• _GIVEN INSTRUCTION_: Put every line of the records below into a JSON list of strings, one string per line. Leave out any blank lines.

>> START LISTED RECORDS

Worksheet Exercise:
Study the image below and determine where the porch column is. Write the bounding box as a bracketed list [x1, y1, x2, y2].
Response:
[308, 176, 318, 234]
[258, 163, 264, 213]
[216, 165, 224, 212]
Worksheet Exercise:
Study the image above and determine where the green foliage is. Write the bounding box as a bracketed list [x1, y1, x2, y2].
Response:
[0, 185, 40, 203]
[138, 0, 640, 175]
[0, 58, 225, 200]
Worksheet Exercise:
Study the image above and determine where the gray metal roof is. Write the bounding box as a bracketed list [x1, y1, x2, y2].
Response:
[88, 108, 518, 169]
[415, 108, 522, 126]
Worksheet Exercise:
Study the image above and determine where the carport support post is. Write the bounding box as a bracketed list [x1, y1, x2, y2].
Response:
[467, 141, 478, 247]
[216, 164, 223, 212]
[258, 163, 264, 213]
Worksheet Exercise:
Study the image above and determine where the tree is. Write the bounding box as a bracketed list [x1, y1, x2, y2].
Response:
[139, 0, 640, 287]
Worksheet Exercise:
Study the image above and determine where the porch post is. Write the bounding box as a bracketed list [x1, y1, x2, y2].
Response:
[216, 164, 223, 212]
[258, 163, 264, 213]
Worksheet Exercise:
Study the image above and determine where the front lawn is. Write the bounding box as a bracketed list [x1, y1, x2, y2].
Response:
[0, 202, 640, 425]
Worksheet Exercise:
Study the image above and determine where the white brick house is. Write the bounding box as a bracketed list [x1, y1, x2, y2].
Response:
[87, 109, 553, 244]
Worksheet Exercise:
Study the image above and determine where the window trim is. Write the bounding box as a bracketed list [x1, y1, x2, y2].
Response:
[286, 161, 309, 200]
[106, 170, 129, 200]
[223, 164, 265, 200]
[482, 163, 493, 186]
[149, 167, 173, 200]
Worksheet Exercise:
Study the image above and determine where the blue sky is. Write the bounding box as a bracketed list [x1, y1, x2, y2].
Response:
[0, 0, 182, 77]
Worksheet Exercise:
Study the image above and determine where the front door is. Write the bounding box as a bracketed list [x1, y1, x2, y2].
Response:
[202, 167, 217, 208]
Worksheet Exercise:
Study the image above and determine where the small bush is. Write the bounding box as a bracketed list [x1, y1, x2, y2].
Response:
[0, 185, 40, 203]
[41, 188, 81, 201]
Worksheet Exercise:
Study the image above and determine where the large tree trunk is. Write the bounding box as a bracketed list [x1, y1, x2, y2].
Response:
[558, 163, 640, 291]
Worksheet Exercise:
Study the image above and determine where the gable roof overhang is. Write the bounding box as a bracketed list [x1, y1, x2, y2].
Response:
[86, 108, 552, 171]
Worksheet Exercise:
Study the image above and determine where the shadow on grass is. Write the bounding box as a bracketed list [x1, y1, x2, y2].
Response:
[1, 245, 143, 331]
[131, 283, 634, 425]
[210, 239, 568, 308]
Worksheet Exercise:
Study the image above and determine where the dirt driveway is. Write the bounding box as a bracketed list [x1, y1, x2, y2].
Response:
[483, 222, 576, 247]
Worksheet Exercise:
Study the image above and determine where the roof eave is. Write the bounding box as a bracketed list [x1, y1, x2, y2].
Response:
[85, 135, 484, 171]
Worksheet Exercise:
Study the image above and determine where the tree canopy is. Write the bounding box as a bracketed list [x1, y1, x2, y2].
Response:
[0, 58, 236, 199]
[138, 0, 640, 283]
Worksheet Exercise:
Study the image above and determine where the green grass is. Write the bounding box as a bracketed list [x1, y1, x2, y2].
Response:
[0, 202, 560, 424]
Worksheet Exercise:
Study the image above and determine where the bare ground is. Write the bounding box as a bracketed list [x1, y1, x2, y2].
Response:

>> END LISTED RECORDS

• _RESPONSE BELOW_:
[
  "Worksheet Exercise:",
  "Study the image below and determine where the porch column is. Write the bounding box as a bracketed list [x1, y1, x2, y2].",
  "Response:",
  "[308, 176, 318, 234]",
  "[258, 163, 264, 213]",
  "[216, 165, 224, 212]",
  "Worksheet Exercise:",
  "Study the image above and determine where the green foliage is. Write the bounding box as a bracketed list [x1, y1, x2, y2].",
  "Response:",
  "[0, 185, 40, 203]",
  "[138, 0, 640, 175]",
  "[0, 58, 225, 200]",
  "Worksheet Exercise:",
  "Study the image above and determine where the gray metal roof is. Write the bounding box as a bracketed list [x1, y1, x2, y2].",
  "Response:",
  "[88, 108, 518, 169]",
  "[415, 108, 522, 126]",
  "Worksheet Exercise:",
  "Study the image above and determine where the carport support post is. Write the bounding box as a bracketed list [x1, y1, x2, y2].",
  "Response:",
  "[467, 141, 478, 247]",
  "[216, 164, 223, 212]",
  "[258, 163, 264, 213]",
  "Worksheet Exercise:",
  "Study the image above and determine where the tree is. Write the bounding box as a bracketed list [x1, y1, x2, y2].",
  "Response:",
  "[139, 0, 640, 287]",
  "Worksheet Exercise:",
  "Study the image above and determine where the porch post is. Write the bounding box as a bracketed list [x1, y1, x2, y2].",
  "Response:",
  "[216, 164, 223, 212]",
  "[258, 163, 264, 213]",
  "Worksheet Exercise:",
  "Study the image above and determine where the front lawn is. Write the bounding box as a bracketed list [x1, y1, x2, y2].",
  "Response:",
  "[0, 202, 640, 425]",
  "Worksheet Exercise:",
  "Study the image above and determine where the white brick house is. Write the bounding box as a bracketed list [x1, y1, x2, y2].",
  "Response:",
  "[87, 109, 553, 244]",
  "Worksheet Exercise:",
  "Study the image above and determine where the window trim is. Write the bounding box as a bracketed list [x1, y1, x2, y2].",
  "Response:",
  "[286, 161, 309, 200]",
  "[106, 170, 129, 200]",
  "[223, 164, 265, 200]",
  "[482, 163, 493, 186]",
  "[149, 167, 173, 200]",
  "Worksheet Exercise:",
  "Study the image above and determine where the blue sky is. Write the bounding box as a bracketed list [x1, y1, x2, y2].",
  "Response:",
  "[0, 0, 182, 77]",
  "Worksheet Exercise:",
  "Study the image above and determine where the front door is. Write the bounding box as a bracketed list [x1, y1, x2, y2].",
  "Response:",
  "[202, 167, 217, 208]",
  "Worksheet Exercise:",
  "Study the image above and determine where the small bush is. Write the bounding box as a bracketed list [x1, y1, x2, y2].",
  "Response:",
  "[0, 185, 40, 203]",
  "[41, 188, 81, 201]",
  "Worksheet Exercise:",
  "Study the image above and determine where the large tree trunk is. Write the bounding box as a bracketed list [x1, y1, x2, y2].",
  "Response:",
  "[558, 163, 640, 291]",
  "Worksheet Exercise:",
  "Study the image above and determine where the gable roof overhang is. Write the bounding box as a bracketed list [x1, y1, x2, y2].",
  "Response:",
  "[86, 108, 552, 171]",
  "Worksheet Exercise:",
  "Study the image above and determine where the shadow on grass is. Write the bounding box as a bracketed list [x1, y1, x2, y2].",
  "Response:",
  "[1, 245, 143, 331]",
  "[131, 283, 634, 425]",
  "[210, 239, 568, 308]",
  "Worksheet Exercise:",
  "Study the image above and determine where the dirt driveway is. Write the bounding box as a bracketed list [x1, y1, x2, y2].",
  "Response:",
  "[483, 222, 576, 247]",
  "Worksheet Exercise:",
  "Study the image above and determine where the roof eave is. Write the bounding box as a bracketed list [x1, y1, x2, y2].",
  "Response:",
  "[85, 135, 484, 171]",
  "Worksheet Exercise:",
  "Study the image above and determine where the tree canopy is. Write the bounding box as a bracketed list [x1, y1, x2, y2].",
  "Response:",
  "[0, 58, 236, 199]",
  "[138, 0, 640, 283]",
  "Worksheet Exercise:",
  "Study the image above and determine where the green grass is. Write the bounding box as a bracketed list [x1, y1, x2, y2].",
  "Response:",
  "[0, 202, 560, 424]",
  "Worksheet Exercise:",
  "Study the image above and determine where the bare ground is. Write the bounding box as a bracketed list [x1, y1, x2, y2].",
  "Response:"
]